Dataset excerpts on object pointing
/---

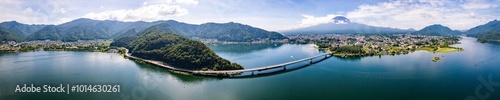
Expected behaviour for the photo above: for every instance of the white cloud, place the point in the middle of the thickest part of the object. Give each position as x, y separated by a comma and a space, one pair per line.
479, 4
144, 13
28, 11
417, 14
311, 20
171, 2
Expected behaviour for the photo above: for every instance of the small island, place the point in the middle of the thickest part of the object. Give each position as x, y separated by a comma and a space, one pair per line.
174, 50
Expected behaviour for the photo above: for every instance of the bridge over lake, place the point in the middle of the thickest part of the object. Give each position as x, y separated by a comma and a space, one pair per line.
233, 73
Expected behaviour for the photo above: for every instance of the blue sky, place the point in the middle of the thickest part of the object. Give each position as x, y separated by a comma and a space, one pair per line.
271, 15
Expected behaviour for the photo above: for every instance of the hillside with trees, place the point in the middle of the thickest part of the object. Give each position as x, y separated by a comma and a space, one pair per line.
181, 52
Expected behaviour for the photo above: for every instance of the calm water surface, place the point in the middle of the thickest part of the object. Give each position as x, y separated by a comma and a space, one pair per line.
411, 77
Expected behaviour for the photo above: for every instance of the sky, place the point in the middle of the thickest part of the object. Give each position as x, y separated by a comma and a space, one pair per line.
273, 15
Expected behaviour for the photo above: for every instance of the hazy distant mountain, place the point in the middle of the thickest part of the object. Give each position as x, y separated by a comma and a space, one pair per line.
6, 35
342, 25
437, 30
488, 31
341, 20
222, 31
88, 29
21, 29
50, 32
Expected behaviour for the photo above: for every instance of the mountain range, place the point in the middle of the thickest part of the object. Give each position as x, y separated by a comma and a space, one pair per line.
488, 32
88, 29
437, 30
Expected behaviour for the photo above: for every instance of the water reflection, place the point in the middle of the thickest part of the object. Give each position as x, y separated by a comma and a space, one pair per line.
243, 48
187, 79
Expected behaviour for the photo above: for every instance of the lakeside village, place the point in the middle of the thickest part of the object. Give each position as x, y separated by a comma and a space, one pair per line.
344, 45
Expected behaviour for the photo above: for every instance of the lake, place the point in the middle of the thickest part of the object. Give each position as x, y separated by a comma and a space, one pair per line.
457, 76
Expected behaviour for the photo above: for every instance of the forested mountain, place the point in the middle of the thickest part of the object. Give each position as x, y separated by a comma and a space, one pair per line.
87, 29
487, 32
6, 35
342, 25
22, 30
181, 52
437, 30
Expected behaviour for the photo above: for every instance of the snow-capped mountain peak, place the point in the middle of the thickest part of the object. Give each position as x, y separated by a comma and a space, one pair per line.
341, 20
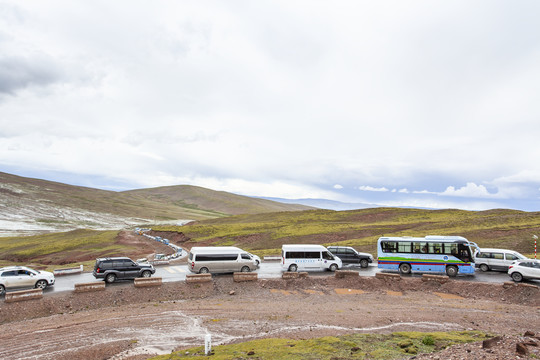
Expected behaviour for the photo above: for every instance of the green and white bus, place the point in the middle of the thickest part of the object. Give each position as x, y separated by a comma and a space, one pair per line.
441, 254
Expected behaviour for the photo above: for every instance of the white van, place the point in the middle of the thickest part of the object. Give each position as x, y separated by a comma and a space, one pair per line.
308, 257
220, 259
496, 259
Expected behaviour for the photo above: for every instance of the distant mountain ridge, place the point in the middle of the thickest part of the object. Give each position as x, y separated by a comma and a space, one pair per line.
29, 206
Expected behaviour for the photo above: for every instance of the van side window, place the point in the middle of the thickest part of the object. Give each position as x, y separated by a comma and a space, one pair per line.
327, 255
313, 254
294, 255
216, 257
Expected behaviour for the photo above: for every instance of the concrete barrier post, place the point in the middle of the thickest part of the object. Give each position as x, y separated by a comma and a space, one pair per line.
146, 282
198, 278
24, 295
388, 276
438, 278
289, 275
89, 287
240, 276
340, 274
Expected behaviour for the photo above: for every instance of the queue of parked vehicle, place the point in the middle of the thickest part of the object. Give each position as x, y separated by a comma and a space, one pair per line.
452, 255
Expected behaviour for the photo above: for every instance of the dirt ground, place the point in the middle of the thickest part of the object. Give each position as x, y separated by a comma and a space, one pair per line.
124, 322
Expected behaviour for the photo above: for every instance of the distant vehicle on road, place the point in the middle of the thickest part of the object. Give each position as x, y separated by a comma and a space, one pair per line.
116, 268
444, 254
496, 259
308, 257
20, 277
348, 255
524, 269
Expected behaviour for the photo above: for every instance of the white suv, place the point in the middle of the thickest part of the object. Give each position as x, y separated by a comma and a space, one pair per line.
496, 259
15, 277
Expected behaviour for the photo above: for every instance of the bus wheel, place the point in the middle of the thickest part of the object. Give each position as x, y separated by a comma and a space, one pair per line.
405, 268
293, 268
517, 277
451, 271
364, 263
484, 267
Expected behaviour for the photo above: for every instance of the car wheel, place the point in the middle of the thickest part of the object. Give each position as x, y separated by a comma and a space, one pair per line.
110, 278
41, 284
484, 267
364, 263
517, 277
293, 268
451, 271
405, 268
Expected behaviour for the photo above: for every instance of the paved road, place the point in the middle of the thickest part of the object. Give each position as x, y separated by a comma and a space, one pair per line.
268, 270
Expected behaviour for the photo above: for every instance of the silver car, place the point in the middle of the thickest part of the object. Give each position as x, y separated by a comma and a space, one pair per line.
20, 277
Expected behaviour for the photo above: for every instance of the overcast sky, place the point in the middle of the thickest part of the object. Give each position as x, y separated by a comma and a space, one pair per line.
402, 103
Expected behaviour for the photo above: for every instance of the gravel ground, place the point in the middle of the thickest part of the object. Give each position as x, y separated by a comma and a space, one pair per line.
124, 322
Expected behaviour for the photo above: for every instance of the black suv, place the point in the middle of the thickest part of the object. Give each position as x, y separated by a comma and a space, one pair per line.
115, 268
348, 255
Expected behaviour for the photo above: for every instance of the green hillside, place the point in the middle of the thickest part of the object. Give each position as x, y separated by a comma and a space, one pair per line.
265, 233
37, 199
200, 199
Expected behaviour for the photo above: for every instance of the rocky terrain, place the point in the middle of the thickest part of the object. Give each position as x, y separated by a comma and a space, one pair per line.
124, 322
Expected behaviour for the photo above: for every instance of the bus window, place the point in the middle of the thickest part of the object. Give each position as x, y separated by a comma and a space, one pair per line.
389, 246
435, 248
404, 246
450, 249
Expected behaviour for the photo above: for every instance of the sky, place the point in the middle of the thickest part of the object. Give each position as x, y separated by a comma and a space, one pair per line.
430, 104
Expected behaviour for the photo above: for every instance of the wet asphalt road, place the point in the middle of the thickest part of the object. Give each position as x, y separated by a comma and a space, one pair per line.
268, 270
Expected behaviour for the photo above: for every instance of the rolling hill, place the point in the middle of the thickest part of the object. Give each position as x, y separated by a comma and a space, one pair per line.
30, 206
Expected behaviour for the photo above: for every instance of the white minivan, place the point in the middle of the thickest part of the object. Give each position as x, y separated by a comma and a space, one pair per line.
308, 257
496, 259
220, 259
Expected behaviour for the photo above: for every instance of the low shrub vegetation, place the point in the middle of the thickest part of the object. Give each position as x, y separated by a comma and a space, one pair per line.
356, 346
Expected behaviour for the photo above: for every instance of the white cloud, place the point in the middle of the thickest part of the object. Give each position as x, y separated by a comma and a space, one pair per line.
399, 96
370, 188
469, 190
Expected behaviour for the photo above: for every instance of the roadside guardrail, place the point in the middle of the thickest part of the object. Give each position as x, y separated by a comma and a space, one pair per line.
24, 295
240, 276
89, 287
68, 271
198, 278
147, 282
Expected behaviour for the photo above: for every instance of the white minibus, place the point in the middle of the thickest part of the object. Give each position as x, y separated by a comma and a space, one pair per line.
220, 259
308, 257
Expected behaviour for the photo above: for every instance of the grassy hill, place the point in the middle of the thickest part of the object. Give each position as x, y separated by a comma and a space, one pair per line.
265, 233
34, 205
220, 202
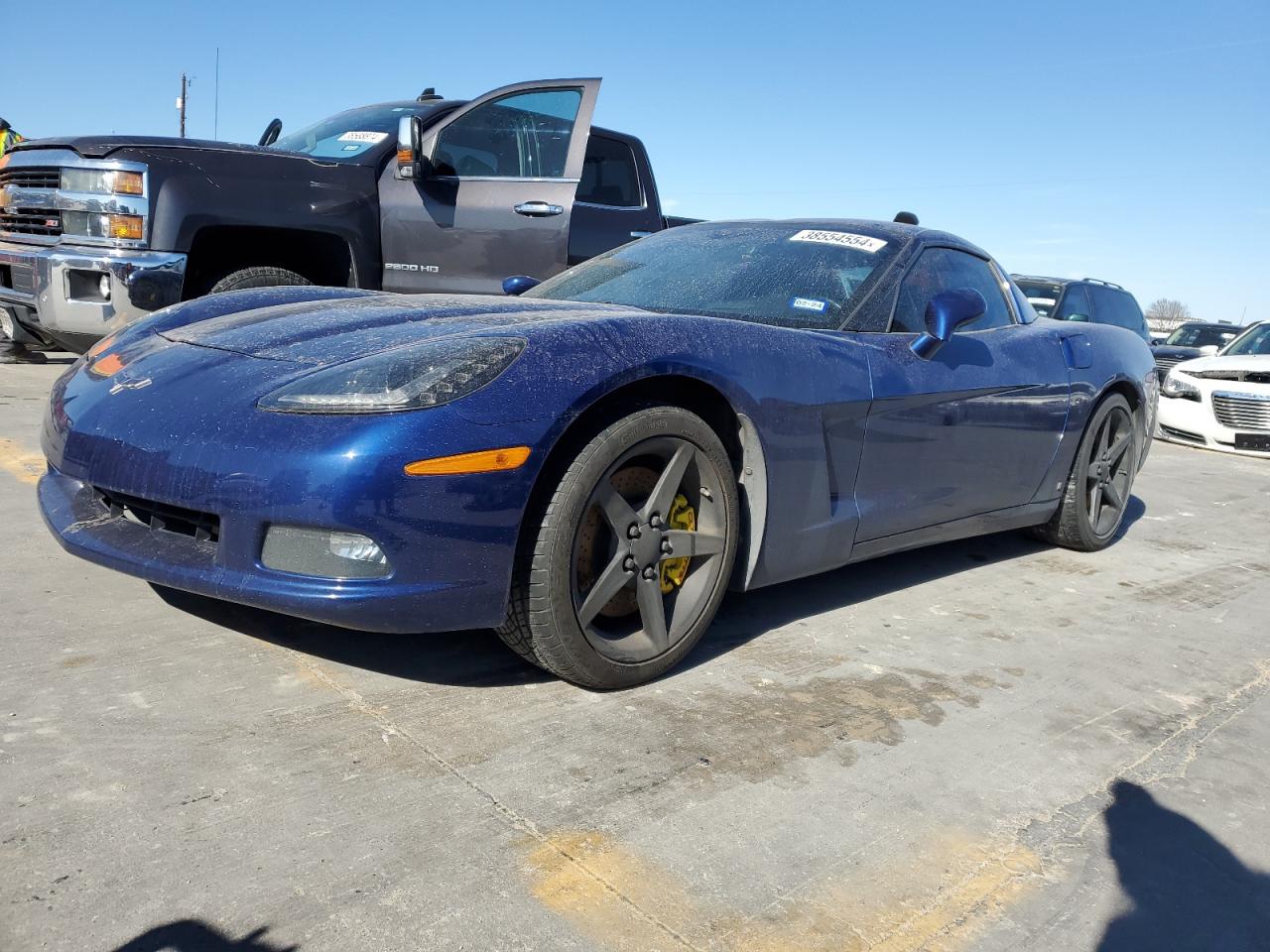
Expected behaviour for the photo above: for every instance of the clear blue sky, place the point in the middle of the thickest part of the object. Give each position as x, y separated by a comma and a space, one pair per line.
1128, 141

\---

◆ Stated goal ◆
Swap "thickest part" for "widest part" throughout the rows and write them out again with nothing else changed. Omit the pictures.

◆ Exercise result ◆
Expected behaviour for the photo above: for every instance of the white cloud, place the point in the middle of the widest part of the object. Give each position as x, y separated by a comma and a space, one pair per line.
479, 4
144, 13
28, 11
417, 14
311, 20
171, 2
Expected behaviour for the photo above: for every instance of the small island, place the point in the middle of the widest part of the object. Give each position as x, y separated by a comma and a space, one pair per line.
174, 50
Expected behaviour for the photo above: for every instance of the bridge over lake, place the point in the middle of the widest part of the object. Give each position as x, y separated by a comma and a space, one pair per line.
233, 73
Expected behaviour for the photo above: for every instance of the blue sky, place the point in the middle of the widest part of the object. Give each position as x, y separated by a comma and a space, one pair per line.
271, 15
Expected behaviour for the photo above: for every instance of the hillside with trees, place the point in the middle of the widest part of the object. Give each position as x, y separated by a comma and a space, one pair per line.
181, 52
Expected behaviour for the photo above: for every instance of the calm water surface, place the point in the middle of the widest part of the object. Give each position as x, y separated by a comma and a space, one pair per line.
411, 77
Expected behaviour for the photo above: for every instance of the sky, place the point in the middle of the widest part of the object. Give each position as x, y separated by a comma and a space, one pair per line.
273, 15
Expected behaviour for the photo above: for every instance of the hazy distant mountain, place the point in the middle of the widest part of the object. Give each position as x, y separated by a comma and a space, one pair per line.
6, 35
342, 25
437, 30
488, 31
341, 20
222, 31
88, 29
21, 29
50, 32
Expected behaviour for the photo above: for every instance of the mountain range, place the point in the middle of the widest part of the object. Give each position as x, y separated by a comma and a space, one pair per line.
488, 32
88, 29
437, 30
Expected behaviour for the photo above: for every instance of the water reflection, place the point in the middle of the widest part of the object. Give each position as x, y separated by a comma and a space, one pair per line.
243, 48
187, 79
Expected behaviour for the photo above: for every instance of the lakeside village, place the point in the middle of the widest part of the object. Give each position as x, y separated by a comma and a space, one pair per line.
344, 45
Expected behaviour for the photo above: for every instance of the lake, place the point in the middle of the widest part of the object. Give each position as x, y separated by a comma and a space, one pair per line.
457, 76
Expected behaviour for the photo above: for every instance of the forested mountain, place the point in the middle of the widest part of the object. Give each position as x, y separated by a comma and a space, one pair per line.
87, 29
487, 32
6, 35
342, 25
22, 30
181, 52
437, 30
Expected behaviour for the photo above: for every instance of the snow-capped mountain peak, place the point in the middle of the widest part of the object. Give each position as x, y separated by a comma and a space, one pair per line.
341, 20
Expected behaviour for the photo above: for every instance of the green and white bus, place the point in the middle of the widest part of the object. Give each position as x, y separated by a comma and a space, one pair per line.
441, 254
Expected behaviour for the photo above: for every instance of the white van, place the point in the middle of the widest part of the object. Give each position as x, y separated by a comma and a space, one pair per line.
308, 257
220, 259
496, 259
Expected behaviour for the photo above: for every instance of the distant mountain ridge, place the point in the middle of the widest part of the object. Give each position as x, y separated by a comma and a space, one pair per line.
29, 206
Expected behaviour for the photo above: for every instance of the van side window, place the point in the middle of the widest part of the object. Give each position as x, y separated by a comma and a space, one pair per line.
327, 255
313, 254
294, 255
216, 257
Expected behaviour for the photo above: for every instance of the concrete barrier post, place the point in the middle of the widest part of the object. Give each position as x, y separated by a comma and a space, one pair per line.
146, 282
198, 278
24, 295
388, 276
438, 278
289, 275
89, 287
240, 276
340, 274
Expected behaviour for the photo above: for every instance of the queue of parked vehicle, place the point in the middle of the widest part of the object. Give each position as x, y separated by a comma and a space, one pair per line.
452, 255
Expected behaviour for the photo above: for every instance of the dirt ground, place the point in the middle of the widest part of the object. Give each position as x, y separated by a comma and a space, one pair per line.
124, 322
Expected behaviour for the photo above: for every instance of the distant vehicle on road, place the point in the middle of the widest part of the object. Give each position as x, y separated by a comma and a space, one pair per line.
116, 268
444, 254
496, 259
308, 257
20, 277
348, 255
524, 269
Expected behaviour for the photo above: for every instance of the white suv, place the point in the middle of the widest part of the object. Give each position as x, y separated by a comma and a space, one pair per line.
496, 259
15, 277
Expected behaviour for the photo above: for every instance of the bus wheel, place the point in the middle of the widest part of the object. Give each position as x, y separated by a comma and a space, one pair per line.
405, 268
293, 268
517, 277
451, 271
364, 263
484, 267
Expected behaviour for the photo above: for every instance of the car wheel, place the point in the middle of the widest part of the object. Give each position as x, y separated by a comma and a space, one pair per line.
110, 278
41, 284
484, 267
364, 263
517, 277
293, 268
451, 271
405, 268
Expected behaviour for the photo above: for every instance of the paved road, place the point in the middle of the widest part of the object. Give each position as x, y separated by a comma and a space, one pair per line.
268, 270
Expected behaviour for the photo above: for every instance of the silver car, place the point in the middle of the widest part of the object. Give each position as x, y separated by a comma and a space, one pair per line.
20, 277
Expected behaviour for the photo above: for every instance of the overcast sky, place the point in the middle of the widest part of the object. Give each position as x, y separated by a comma and a space, one pair per line.
402, 103
Expected behaviour for the photo above: for every instance of the gravel ground, place the point in the middle of the widest part of the object. Give each position as x, y separated by a comma and a space, one pair per line.
124, 322
Expected behaviour for the photo above: for every instance of the black suv, place the point in the middle of the widest part of the object. Give each position as x, y separated by a comma and a space, one pair per line.
115, 268
348, 255
Expected behaviour for the photo above: for every instance of the green hillside, place the point in the middle of the widest part of the object. Give each position as x, y separated by a comma and a space, one pair per line.
265, 233
37, 199
200, 199
Expected behaviour for the photo above: for every instance of the rocky terrain, place the point in the middle of the widest part of the object. Give each position as x, y separated by a comma and a space, one pair per line.
124, 322
Expected behaviour for the photo above: for every instance of the bus window, place the point in the middle of the widest part of the object. Give each position as x, y separated by a comma and a space, one pair per line.
389, 246
435, 248
404, 246
450, 249
Expected behaviour for the photo above: for every instance of the sky, place the point in the middle of the widest part of the object. Give each position as x, y separated by a comma and a space, one pair per line.
430, 104
Expected behaviour for the photo above: for every instance of the wet asphalt road, place the point in the middle of the widest part of the object. Give each position as x, y separated by a comma and a space, one pair per line.
268, 270
Expected behaviour for the photo above: for every instance of the rolling hill, place the point in the middle of the widest part of the object. Give each position as x, y separated by a comma and a space, one pair per line.
30, 206
Expected behaviour for the photo above: for every instance of the white minivan, place the point in the middle of the widest part of the object. Give each position as x, y separated by a comma and a space, one pair per line.
308, 257
496, 259
220, 259
Expected behaviour for the photo above: for every instance of the low shrub vegetation, place the point in the middle of the widest part of the object. Give each position as x, y separated by a comma and a space, one pair per line.
356, 346
Expected behaviour for the photo above: for every instance of the white cloud, place the point in the middle of the widest part of the object. Give each position as x, y separated by a comma and a space, one pair per line.
399, 96
370, 188
469, 190
Expected behaviour for the photo above: for every instance of the roadside guardrail, place the point in the middle of the widest part of the object. Give each position as x, y separated by a comma and a space, one pair per line.
24, 295
240, 276
89, 287
68, 271
198, 278
147, 282
Expected behaviour for the photo above: for every instance of the white minibus, place the point in the middle of the widest part of the object. Give each position as x, y separated by a comma and a space, one pair per line.
220, 259
308, 257
Expected behaviour for the photo above: for every instance of the grassy hill, place the point in the middle of the widest part of the object. Give each position as x, y separated by a comma and a space, one pair per line.
265, 233
34, 205
220, 202
Expected behaviour for the photo above: for every instance of the clear blue sky, place the point in the middle of the widest part of the object. Give each position as x, y separated by a comma and a space, one pair per line.
1128, 141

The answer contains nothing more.